» Questions:
1. Transcribe the portion of the essay on midterm elections and partisanship starting with "Focusing on our" and going on through "created by blood.".
2. Pick up the essay on midterm elections and partisanship after its last sentence and carry it forward.

» Selected excerpt:
::::::::::

Some of us are old enough to remember when midterm elections were pretty boring. Majorities of voters simply ignored them. Indeed, it was a source of frustration for media and educational institutions who tried to help gin up interest in voting. Most of the time it didn’t work.
But today we find ourselves in a completely different place. A recent NBC News poll, for instance, found that voter interest in this election has reached an all-time high for a midterm.
Civic-minded Americans might think that is good news, but other numbers put what has happened in a more sobering light. About 80 percent of both Democrats and Republicans believe that the country will be “destroyed as we know it” if the other party is not stopped in this election.
About 80 percent of both Democrats and Republicans believe that the country will be “destroyed as we know it” if the other party is not stopped in this election.
People aren’t getting out to vote in record numbers because they are paying closer attention to policy debates over the Iran nuclear deal or how to improve educational outcomes after the Covid-19 learning loss. They have been convinced that they must vote in light of an existential threat posed by a merciless “other” who wants to destroy them.
The causes of these trends have been well-documented, but they are worth reviewing here again. We have known for some time that negative partisanship works much better than positive efforts in terms of getting people out to the polls. But now the well-paid political and media consultants for each party and major campaign have the latest technology available to micro-target voters with advertisements and social media posts that will most efficiently cultivate a passionate fear and loathing of “the other side.”
This vulnerability is especially acute for people who have seen our post-modern culture hollow out their positive identity in favor of an identity primarily defined by opposition and even hatred of the other. If your primary identity does not come from being part of a family, a church or a profession, micro-targeters have a target-rich environment for directing the kinds of algorithms your way that are most likely to get you to the polls.
In my new book One Church: How to Rekindle Trust, Negotiate Difference, and Reclaim Catholic Unity, I have created a field guide for resisting these idolatrous political forces and temptations with a laser-like focus on where our ultimate loyalties must lie as Catholics: with our church family.
Going all the way back to Peter and Paul, the pillars of the church, white-hot anger and debate over legitimate disagreements have always been part of who we are. And they always will be.
Focusing on our common baptism can help us see this bond, for it is through our baptism that we died to self and were reborn as a member of the body of Christ. It is through our baptism that we are reborn into a new family, the church, where our fellow churchgoers are now our siblings. Indeed, if we are honest with ourselves about what Jesus says about these matters in the Gospel, it may be that Christians should consider the family ties created by the waters of baptism stronger than those created by blood.

::::::::::

» Data for review:
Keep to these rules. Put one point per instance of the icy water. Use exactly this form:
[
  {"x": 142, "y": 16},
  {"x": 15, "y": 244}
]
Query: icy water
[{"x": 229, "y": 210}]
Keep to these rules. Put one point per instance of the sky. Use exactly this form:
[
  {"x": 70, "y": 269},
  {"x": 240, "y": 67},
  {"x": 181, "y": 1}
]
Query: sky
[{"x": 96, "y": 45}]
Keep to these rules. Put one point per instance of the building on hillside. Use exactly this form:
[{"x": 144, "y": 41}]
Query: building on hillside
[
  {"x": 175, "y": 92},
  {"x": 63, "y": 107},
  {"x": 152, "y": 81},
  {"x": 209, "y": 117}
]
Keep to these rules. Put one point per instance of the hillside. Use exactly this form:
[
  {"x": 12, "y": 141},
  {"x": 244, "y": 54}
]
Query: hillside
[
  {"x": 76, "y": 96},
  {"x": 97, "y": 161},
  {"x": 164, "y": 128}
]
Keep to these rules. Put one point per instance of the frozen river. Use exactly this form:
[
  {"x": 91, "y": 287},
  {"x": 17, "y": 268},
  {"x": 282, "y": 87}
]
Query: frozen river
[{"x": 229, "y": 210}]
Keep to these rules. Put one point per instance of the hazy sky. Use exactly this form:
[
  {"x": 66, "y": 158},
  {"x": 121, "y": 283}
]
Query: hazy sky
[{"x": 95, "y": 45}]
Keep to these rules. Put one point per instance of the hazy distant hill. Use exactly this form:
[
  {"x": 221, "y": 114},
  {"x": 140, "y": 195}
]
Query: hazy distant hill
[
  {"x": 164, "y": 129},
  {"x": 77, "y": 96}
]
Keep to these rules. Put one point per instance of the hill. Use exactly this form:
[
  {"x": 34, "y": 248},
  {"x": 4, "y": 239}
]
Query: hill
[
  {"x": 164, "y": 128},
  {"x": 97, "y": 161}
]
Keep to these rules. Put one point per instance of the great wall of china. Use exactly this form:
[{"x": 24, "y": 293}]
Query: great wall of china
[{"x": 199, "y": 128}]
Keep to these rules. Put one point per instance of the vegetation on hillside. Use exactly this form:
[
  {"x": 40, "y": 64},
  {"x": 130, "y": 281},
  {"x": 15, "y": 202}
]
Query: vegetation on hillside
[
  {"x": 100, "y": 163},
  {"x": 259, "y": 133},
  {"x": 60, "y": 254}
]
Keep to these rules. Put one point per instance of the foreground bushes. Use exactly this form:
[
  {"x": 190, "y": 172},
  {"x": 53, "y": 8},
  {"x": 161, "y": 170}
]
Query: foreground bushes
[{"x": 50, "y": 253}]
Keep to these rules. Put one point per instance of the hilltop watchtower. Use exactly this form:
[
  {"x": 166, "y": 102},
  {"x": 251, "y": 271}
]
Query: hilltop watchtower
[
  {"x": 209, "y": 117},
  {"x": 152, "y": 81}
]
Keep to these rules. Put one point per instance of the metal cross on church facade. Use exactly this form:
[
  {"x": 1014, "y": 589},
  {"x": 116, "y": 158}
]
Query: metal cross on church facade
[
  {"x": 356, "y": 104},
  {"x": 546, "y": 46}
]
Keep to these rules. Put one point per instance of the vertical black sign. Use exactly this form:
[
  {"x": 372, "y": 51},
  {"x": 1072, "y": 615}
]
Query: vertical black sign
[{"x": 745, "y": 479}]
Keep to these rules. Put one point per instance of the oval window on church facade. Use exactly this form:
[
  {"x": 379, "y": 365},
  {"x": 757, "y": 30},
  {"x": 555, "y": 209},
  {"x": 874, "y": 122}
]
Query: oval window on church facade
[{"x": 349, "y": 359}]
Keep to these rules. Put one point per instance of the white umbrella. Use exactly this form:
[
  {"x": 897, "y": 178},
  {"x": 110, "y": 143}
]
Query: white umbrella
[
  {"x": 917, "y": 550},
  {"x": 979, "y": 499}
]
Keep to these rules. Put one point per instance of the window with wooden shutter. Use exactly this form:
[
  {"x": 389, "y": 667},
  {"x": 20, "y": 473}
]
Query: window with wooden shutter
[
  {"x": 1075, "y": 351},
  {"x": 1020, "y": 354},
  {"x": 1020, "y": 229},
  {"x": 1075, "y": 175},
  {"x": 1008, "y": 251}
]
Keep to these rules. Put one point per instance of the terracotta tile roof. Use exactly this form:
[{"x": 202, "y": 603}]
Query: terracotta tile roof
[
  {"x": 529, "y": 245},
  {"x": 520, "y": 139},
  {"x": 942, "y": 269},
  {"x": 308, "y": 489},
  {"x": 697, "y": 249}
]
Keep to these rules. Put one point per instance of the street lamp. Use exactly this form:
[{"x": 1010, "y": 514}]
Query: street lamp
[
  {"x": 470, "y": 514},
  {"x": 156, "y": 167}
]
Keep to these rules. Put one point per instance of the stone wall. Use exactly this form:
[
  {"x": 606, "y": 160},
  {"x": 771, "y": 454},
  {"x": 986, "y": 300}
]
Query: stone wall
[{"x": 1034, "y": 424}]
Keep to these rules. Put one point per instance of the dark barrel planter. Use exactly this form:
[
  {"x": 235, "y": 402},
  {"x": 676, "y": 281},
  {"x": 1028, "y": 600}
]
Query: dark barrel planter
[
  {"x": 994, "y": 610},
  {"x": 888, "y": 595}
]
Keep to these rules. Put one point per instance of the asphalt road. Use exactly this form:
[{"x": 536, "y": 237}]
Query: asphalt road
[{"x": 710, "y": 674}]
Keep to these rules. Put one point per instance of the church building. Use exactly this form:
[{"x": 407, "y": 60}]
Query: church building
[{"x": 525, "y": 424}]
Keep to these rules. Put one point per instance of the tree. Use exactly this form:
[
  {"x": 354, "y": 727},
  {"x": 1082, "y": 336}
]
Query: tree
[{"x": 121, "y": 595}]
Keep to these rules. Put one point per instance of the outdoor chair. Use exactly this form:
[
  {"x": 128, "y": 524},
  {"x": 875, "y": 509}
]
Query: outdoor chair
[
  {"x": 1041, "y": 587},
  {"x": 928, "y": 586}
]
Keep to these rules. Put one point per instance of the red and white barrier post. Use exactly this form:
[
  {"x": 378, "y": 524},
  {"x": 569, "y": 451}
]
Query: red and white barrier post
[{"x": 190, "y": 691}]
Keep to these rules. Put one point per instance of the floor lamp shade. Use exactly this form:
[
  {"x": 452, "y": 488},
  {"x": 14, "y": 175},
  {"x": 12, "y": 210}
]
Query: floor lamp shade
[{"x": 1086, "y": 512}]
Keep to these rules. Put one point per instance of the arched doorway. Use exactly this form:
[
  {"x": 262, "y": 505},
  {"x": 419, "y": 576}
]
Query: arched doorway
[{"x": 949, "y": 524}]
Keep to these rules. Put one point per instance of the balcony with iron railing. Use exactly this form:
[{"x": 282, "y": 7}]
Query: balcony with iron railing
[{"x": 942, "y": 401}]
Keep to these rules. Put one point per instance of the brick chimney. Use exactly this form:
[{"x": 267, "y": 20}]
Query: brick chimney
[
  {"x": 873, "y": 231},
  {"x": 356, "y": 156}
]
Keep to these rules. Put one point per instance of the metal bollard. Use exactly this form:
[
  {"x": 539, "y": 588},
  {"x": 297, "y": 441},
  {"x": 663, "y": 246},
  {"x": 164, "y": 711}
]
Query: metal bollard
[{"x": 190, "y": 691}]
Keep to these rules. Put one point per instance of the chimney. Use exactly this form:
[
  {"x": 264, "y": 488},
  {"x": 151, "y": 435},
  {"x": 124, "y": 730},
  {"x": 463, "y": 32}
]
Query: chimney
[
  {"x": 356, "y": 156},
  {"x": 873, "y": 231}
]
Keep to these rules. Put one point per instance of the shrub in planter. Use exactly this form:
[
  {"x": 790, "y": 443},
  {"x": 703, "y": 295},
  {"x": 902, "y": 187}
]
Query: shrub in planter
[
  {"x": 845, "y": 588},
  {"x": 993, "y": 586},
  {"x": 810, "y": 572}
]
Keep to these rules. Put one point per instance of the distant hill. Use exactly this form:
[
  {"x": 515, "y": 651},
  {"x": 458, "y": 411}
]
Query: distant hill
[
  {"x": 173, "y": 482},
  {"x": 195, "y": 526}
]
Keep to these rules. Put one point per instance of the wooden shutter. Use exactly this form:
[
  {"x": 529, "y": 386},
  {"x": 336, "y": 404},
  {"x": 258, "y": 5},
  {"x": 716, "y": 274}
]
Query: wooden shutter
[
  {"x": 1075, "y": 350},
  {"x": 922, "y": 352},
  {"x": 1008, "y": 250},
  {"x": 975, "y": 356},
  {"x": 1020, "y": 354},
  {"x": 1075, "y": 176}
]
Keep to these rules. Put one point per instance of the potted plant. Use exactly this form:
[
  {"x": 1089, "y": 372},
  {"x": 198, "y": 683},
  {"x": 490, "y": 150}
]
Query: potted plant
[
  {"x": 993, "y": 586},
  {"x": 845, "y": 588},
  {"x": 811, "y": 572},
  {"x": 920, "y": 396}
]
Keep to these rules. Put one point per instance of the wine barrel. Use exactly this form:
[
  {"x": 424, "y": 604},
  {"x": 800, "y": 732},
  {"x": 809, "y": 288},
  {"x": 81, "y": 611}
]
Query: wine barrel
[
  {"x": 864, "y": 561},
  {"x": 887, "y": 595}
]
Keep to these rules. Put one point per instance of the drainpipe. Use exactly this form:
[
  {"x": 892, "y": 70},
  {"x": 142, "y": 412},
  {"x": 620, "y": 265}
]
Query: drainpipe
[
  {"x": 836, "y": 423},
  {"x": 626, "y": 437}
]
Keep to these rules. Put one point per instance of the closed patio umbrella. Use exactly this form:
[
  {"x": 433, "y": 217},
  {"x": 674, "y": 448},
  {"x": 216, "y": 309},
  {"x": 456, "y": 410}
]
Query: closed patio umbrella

::::::::::

» Answer section:
1.
Focusing on our common baptism can help us see this bond, for it is through our baptism that we died to self and were reborn as a member of the body of Christ. It is through our baptism that we are reborn into a new family, the church, where our fellow churchgoers are now our siblings. Indeed, if we are honest with ourselves about what Jesus says about these matters in the Gospel, it may be that Christians should consider the family ties created by the waters of baptism stronger than those created by blood.

2.
This can be difficult to accept, especially in our current hyperpartisan moment, but it is what Catholics are called to see and do. Happily, the Catholic family is very familiar with disagreement. Going all the way back to Peter and Paul, the pillars of the church, white-hot anger and debate over legitimate disagreements have always been part of who we are. And they always will be.
But when you start with the bonds of family as the foundation, that white-hot anger and debate comes not in the context of hollowed-out individuals bouncing around consumerist digital spaces but rather in the context of positively identified individuals in a thick community of the church and grounded by their ultimate theological concerns.
We are not united in love in spite of our legitimate diversity of viewpoints and roles but because of them.
The political debates before us in the midterms are not unimportant, of course. But if Catholics see these debates rightly, we will never allow them to fundamentally orientate ourselves in opposition to fellow Catholics as “the other.” On the contrary, when we engage in political debate with our fellow Catholics, no matter how hot it gets, we rest assured knowing that what unites us will always be stronger and a higher priority than our political disagreements.
Indeed, I argue in One Church that this foundational unity is what allows for a genuine openness to legitimate diversity. Because having a relationship at all requires difference, there is no way for the people of God to be in a genuinely loving relationship with each other without a deep commitment to difference. We are not united in love in spite of our legitimate diversity of viewpoints and roles but because of them.
Healthy families still have fights. Sometimes the fights are even good for the family, as they allow difficult truths to be spoken at key times and when they otherwise might not be spoken at all. But, again, healthy families rest secure in knowing that the bonds which connect us cannot be broken, even by this next “most important election of our lifetimes.”
So let’s have the arguments. Let’s go vote. And then let’s argue some more. Many of the issues at stake are indeed very important. But let’s do this fully grounded in our primary commitment to the church, our Catholic family, as a place of unity in legitimate diversity.